■ List of tasks
1 > Answer these from the guide to Bar Harbor bars, one line each:
(a) In what year was the Lompoc established?
(b) How many rotating taps does Bar Harbor Beer Works have?
(c) What do oysters cost during happy hour at The Black Friar Inn & Pub?
2 > List every venue in the guide to Bar Harbor bars that has a street address, along with that address.
3 > Proceed with the guide to Bar Harbor bars, starting after its last sentence.

■ Passage given
The food is elevated pub fare with global accents: lamb burgers, seafood risotto, local oysters, and a boozy chocolate mousse that reviewers return specifically for. The lush garden patio with heaters makes for excellent people-watching. The vibe is somewhere between drinks-after-work and date night, and it’s one of those places where the line between locals and tourists quietly dissolves.
Good to know: Open year-round, dinner nightly from 5 PM (lunch in summer Monday–Saturday, 11:30 AM–2:30 PM). Dog-friendly in the garden. mckayspublichouse.com.
Lompoc Cafe & Brewpub – 36 Rodick Street
The Lompoc is Bar Harbor’s bohemian institution, established in 1989, originally the birthplace of Atlantic Brewing Company, and still running on the same spirit of unpretentiousness and good times. The beer garden under maple trees has a bocce ball court, live music on Friday and Saturday nights (jazz, blues, original rock), and daily happy hour from 3:30 to 5 PM. The tap list includes Atlantic Brewing ales, Maine Beer Company’s beloved Lunch IPA, and house-brewed beers.
The food is wonderfully eclectic, banh mi, falafel, meatloaf, and daily specials, and the crowd skews more College of the Atlantic and local than tourist-heavy. Seasonal only. Open Tuesday–Sunday, 4:30 PM to midnight, closed Monday.
Finback Alehouse – 30 Cottage Street
Finback is the year-round sister venue to Cottage Street Pub, run by the same owner. A beautiful space with a 1970s hand-crafted wooden bar and Art Deco tin ceiling, 80+ seats, and 16+ taps dedicated to Maine and New England craft beers. The smash burgers and waffle fries are solid pub fare.
What makes Finback essential in the off-season is its year-round live music and karaoke program, weekends keep rolling even through winter, plus an annual New Year’s Eve party that the whole town shows up for.
Good to know: Open Tuesday–Saturday, 2 PM to midnight.
More Spots Worth a Stop
Bar Harbor Beer Works (119 Main Street) – The best view-plus-beer combination downtown, with a rooftop deck overlooking Main Street and 45 rotating taps heavy on Maine craft brews. Beer flights of six four-ounce pours let you sample widely. Weekday happy hour 4–6 PM, $2 off all 45 taps. The building also houses the One Off Pub (one-keg-wonder small-batch beers) and Carmen Verandah (Bar Harbor’s only nightclub). Seasonal only, May through October.
The Black Friar Inn & Pub (10 Summer Street) – Built largely from materials salvaged from the Gilded Age mansions that burned in Bar Harbor’s Great Fire of 1947. Stained glass windows, a spiral staircase, ornate woodwork, and the best happy hour deal in town: $6 draft beers, $6 house wine, and $2 oysters, 4–6 PM daily. Open to the public (not just inn guests). Seasonal, Mother’s Day weekend through mid-November.

■ Supplied records

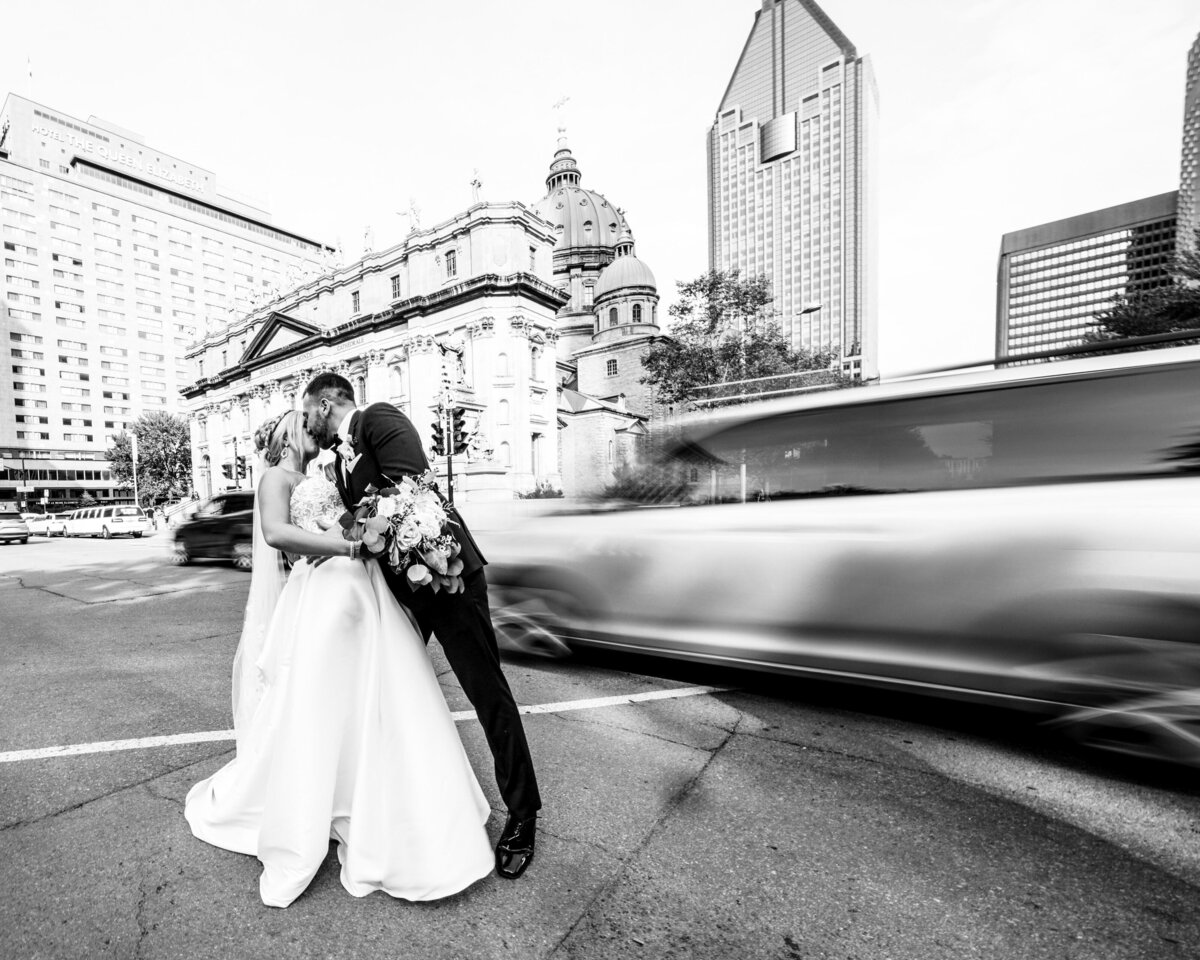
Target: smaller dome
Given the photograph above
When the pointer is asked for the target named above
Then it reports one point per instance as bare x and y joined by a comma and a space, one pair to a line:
624, 271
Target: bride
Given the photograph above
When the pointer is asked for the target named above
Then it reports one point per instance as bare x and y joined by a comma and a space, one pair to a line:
341, 727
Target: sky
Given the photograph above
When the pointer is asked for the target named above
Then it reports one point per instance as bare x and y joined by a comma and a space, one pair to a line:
336, 118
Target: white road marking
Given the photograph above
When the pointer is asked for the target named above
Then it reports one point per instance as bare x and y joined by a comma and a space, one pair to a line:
211, 736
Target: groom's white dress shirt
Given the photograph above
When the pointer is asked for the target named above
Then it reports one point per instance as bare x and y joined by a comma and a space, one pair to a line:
343, 435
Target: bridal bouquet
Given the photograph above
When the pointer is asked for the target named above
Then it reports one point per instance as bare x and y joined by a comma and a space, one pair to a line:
407, 527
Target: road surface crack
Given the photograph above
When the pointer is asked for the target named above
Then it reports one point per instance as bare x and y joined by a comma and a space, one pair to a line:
113, 792
573, 715
669, 810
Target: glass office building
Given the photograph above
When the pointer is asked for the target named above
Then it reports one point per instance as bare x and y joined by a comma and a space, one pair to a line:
791, 184
1189, 159
1054, 279
117, 256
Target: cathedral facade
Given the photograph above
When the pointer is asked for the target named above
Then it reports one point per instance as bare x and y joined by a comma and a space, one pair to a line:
533, 318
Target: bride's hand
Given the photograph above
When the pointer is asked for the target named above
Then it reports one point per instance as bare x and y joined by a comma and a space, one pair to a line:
329, 528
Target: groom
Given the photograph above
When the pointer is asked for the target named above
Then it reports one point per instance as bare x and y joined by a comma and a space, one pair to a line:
379, 445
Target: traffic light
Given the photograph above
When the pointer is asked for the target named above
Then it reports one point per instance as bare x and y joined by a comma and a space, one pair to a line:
459, 430
439, 438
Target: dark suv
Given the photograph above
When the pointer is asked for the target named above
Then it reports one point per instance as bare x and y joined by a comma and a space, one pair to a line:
221, 528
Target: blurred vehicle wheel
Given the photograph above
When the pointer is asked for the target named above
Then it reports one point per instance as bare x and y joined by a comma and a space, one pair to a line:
523, 629
243, 556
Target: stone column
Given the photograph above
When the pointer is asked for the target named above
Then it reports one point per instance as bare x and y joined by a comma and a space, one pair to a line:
258, 412
377, 377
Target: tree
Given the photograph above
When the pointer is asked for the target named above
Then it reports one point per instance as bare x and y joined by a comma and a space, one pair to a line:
1162, 310
723, 331
165, 457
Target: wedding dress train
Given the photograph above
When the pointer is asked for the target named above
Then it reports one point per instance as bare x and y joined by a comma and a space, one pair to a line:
351, 739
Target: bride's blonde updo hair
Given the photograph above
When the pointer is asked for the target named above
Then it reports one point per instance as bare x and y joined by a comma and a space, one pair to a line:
275, 437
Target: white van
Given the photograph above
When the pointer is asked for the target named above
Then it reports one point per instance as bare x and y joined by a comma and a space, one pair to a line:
108, 522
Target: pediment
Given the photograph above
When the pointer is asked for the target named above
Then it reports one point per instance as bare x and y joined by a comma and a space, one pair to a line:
279, 333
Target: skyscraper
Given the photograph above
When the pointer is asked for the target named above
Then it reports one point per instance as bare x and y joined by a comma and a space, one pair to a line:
1054, 279
1189, 159
117, 255
791, 184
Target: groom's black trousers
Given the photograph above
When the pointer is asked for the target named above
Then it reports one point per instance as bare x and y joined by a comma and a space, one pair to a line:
463, 627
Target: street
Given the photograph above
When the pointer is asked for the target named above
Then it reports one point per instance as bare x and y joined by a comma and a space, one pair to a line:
688, 813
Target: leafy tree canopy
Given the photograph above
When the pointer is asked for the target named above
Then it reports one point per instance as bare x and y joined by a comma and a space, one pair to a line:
1162, 310
723, 330
165, 457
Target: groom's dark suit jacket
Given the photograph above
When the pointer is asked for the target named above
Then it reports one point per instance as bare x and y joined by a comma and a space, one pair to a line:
389, 449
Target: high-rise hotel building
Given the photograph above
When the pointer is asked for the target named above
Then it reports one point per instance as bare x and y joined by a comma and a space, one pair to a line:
791, 181
117, 256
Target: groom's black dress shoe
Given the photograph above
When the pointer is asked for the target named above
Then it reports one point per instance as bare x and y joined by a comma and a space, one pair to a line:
514, 852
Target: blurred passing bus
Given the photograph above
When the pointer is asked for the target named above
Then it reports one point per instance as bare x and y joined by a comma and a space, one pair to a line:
1027, 537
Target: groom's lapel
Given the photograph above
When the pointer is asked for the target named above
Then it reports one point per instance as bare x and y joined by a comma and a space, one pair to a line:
337, 479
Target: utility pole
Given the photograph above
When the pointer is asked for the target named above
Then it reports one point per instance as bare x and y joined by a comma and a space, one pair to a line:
133, 456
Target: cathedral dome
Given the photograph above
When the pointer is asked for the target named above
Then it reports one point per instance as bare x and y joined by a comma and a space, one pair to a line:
624, 271
582, 217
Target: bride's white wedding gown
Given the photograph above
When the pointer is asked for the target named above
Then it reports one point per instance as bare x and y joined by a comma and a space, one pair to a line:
352, 739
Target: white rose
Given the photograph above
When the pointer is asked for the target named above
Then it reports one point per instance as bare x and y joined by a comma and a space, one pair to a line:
408, 534
429, 519
387, 507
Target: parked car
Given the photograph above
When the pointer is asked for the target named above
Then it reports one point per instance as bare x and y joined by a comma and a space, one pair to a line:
1027, 537
12, 527
221, 528
108, 522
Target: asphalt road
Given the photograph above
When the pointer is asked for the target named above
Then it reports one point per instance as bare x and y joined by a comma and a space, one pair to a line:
773, 820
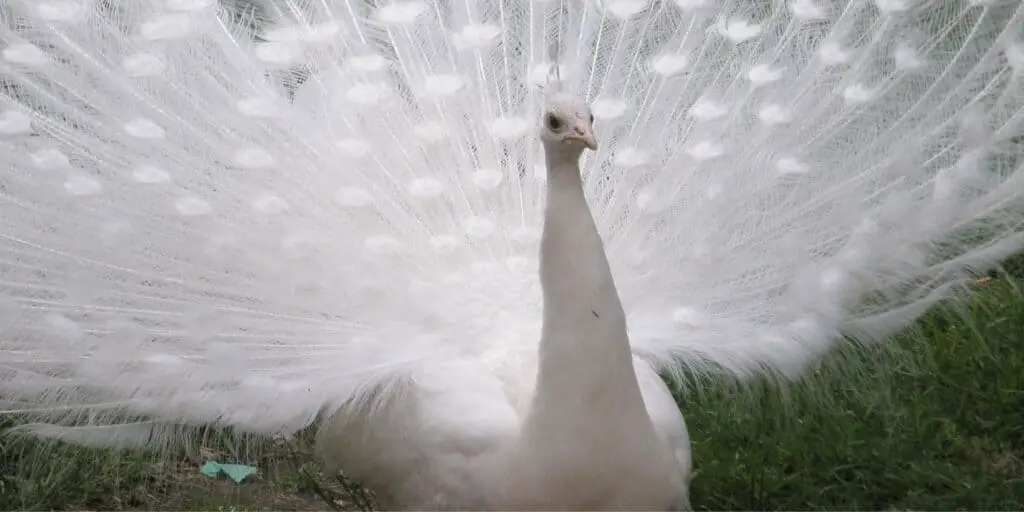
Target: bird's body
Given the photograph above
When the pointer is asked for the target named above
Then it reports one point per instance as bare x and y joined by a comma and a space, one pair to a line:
379, 217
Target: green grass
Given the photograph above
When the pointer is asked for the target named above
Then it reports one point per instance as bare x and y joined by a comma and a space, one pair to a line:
932, 420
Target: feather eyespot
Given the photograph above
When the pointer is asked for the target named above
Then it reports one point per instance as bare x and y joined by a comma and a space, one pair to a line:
554, 123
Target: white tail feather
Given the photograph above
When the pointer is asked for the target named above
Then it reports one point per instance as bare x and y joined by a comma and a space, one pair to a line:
201, 226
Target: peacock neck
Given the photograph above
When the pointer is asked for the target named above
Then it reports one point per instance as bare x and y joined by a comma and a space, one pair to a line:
586, 366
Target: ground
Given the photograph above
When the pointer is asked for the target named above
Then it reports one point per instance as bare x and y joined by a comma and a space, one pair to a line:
932, 420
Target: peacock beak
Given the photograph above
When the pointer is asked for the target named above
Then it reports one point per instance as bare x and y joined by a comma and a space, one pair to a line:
584, 134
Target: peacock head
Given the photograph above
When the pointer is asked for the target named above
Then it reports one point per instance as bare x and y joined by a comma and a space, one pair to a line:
567, 123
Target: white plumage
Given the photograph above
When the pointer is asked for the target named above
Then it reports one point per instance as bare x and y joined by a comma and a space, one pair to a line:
341, 217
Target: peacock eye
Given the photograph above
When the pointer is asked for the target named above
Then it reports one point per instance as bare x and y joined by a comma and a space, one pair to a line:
553, 122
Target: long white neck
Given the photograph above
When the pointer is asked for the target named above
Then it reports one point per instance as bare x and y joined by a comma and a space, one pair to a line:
586, 369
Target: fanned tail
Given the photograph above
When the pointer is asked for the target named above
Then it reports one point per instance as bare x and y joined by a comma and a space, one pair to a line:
248, 214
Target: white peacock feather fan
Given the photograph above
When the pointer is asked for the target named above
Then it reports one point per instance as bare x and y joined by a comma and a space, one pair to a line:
253, 214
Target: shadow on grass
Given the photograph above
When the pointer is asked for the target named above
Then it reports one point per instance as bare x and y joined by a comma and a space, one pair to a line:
933, 420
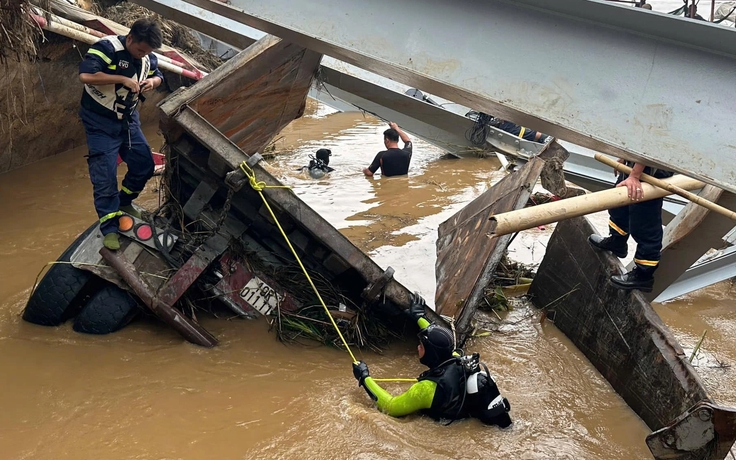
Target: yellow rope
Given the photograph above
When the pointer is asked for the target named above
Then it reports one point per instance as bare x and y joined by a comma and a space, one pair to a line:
259, 187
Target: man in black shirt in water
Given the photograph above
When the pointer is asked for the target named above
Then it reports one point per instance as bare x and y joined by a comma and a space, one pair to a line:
393, 161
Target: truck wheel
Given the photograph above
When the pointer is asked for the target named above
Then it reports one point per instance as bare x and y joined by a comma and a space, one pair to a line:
61, 292
108, 310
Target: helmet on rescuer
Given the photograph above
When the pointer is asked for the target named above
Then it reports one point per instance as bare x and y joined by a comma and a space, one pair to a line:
438, 345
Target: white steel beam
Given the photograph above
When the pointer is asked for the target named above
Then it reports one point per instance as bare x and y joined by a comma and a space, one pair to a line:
611, 78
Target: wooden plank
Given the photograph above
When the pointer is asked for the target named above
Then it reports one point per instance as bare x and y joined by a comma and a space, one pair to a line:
189, 329
466, 256
255, 94
618, 331
691, 234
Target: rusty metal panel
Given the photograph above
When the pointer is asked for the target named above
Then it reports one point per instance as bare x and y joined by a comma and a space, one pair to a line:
189, 329
466, 254
182, 280
705, 432
255, 94
344, 255
618, 332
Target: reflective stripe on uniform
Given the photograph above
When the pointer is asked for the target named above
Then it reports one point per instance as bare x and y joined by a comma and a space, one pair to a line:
107, 217
646, 263
617, 228
128, 191
100, 54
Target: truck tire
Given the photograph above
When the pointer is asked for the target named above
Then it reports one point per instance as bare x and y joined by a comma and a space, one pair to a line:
61, 292
108, 310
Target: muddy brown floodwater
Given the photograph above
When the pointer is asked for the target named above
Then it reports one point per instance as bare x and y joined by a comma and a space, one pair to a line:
143, 393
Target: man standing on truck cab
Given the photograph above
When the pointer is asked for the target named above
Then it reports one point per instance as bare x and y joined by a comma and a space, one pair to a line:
393, 161
115, 71
641, 219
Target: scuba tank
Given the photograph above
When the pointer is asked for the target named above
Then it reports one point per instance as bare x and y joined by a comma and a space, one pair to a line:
483, 400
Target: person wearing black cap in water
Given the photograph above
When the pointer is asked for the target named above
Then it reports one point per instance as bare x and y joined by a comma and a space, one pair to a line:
318, 164
453, 388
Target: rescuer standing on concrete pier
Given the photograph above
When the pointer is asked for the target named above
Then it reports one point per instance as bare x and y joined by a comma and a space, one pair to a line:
115, 71
641, 219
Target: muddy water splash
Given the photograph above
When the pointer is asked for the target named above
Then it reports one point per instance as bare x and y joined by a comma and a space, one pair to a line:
144, 394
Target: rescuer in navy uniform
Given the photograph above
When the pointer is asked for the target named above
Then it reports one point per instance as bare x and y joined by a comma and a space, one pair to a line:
643, 221
116, 71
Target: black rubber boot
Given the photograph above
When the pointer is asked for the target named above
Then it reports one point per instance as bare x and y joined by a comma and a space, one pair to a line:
617, 248
635, 279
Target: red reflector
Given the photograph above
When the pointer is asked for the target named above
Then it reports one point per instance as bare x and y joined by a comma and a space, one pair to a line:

■ Outputs in order
1 >
(a) 1989
(b) 45
(c) $2

2 >
- Lompoc Cafe & Brewpub: 36 Rodick Street
- Finback Alehouse: 30 Cottage Street
- Bar Harbor Beer Works: 119 Main Street
- The Black Friar Inn & Pub: 10 Summer Street

3 >
The Barnacle Pub & Oyster Bar (112 Main Street) – Pairs Cadillac Oysters from Frenchman Bay with inventive cocktails using local ingredients: a Blueberry Kombucha Cocktail, a Gin & Blueberry with Maine rhubarb vermouth, and a Nitro Cold Brew Espresso Martini. Happy hour 3–5 PM with oyster and drink specials.
Geddy’s (19 Main Street) – A Bar Harbor institution for 40+ years, best known for the Volcano Bowl: vodka, gin, brandy, amaretto, Bacardi 151, pineapple and orange juice, set ablaze at the table. Shareable and spectacular. Year-round.
Bar Harbor Inn’s Reading Room (Newport Drive) – The most scenic cocktail experience in town with Frenchman Bay waterfront views. Try the “Drop In The Blues” ($17) – blueberry-basil limoncello, Maine 22 Vodka, Prosecco, edible sparkle) or the “Smoked Blueberry Margarita” ($16) – blanco tequila, blueberry simple, lime, Tajin rim, mezcal floater). Worth it for the view alone.
The Blueberry Drink Map: Every Blueberry Drink in Bar Harbor

Wild Maine blueberries are the throughline of Bar Harbor’s entire drinking culture, and I take this very seriously. Here is every blueberry drink I tracked down across town over six months:
Atlantic Brewing Bar Harbor Blueberry Ale – Available everywhere. The original. The icon. Subtle fruit, no sweetness. The one you must have before you leave.
Leary’s Landing Blueberry Mule – Blueberry vodka and ginger beer, Moscow Mule-style. The house signature.
Table Salt First Crush – Blueberry-infused Aperol with tequila over pellet ice. Elegant, summery, dangerously drinkable.
Cottage Street Pub Blueberry Mojito – Maine Distilleries’ blueberry vodka (distilled from Maine potatoes and wild blueberries), fresh blueberries, mint. Multiple reviewers’ single favorite drink in Bar Harbor.
Bar Harbor Inn “Drop In The Blues” – Blueberry-basil limoncello, Maine 22 Vodka, Prosecco, edible sparkle. Views included.
Bar Harbor Inn “Smoked Blueberry Margarita” – Blanco tequila, blueberry simple syrup, lime, Tajin rim, mezcal floater. Easily one of the most interesting cocktails in town.
The Barnacle Blueberry Kombucha Cocktail – Maine blueberry kombucha, vodka, raspberry seltzer. The health-conscious option.
The Barnacle Gin & Blueberry – London Dry Gin, Maine rhubarb vermouth, blueberry kombucha.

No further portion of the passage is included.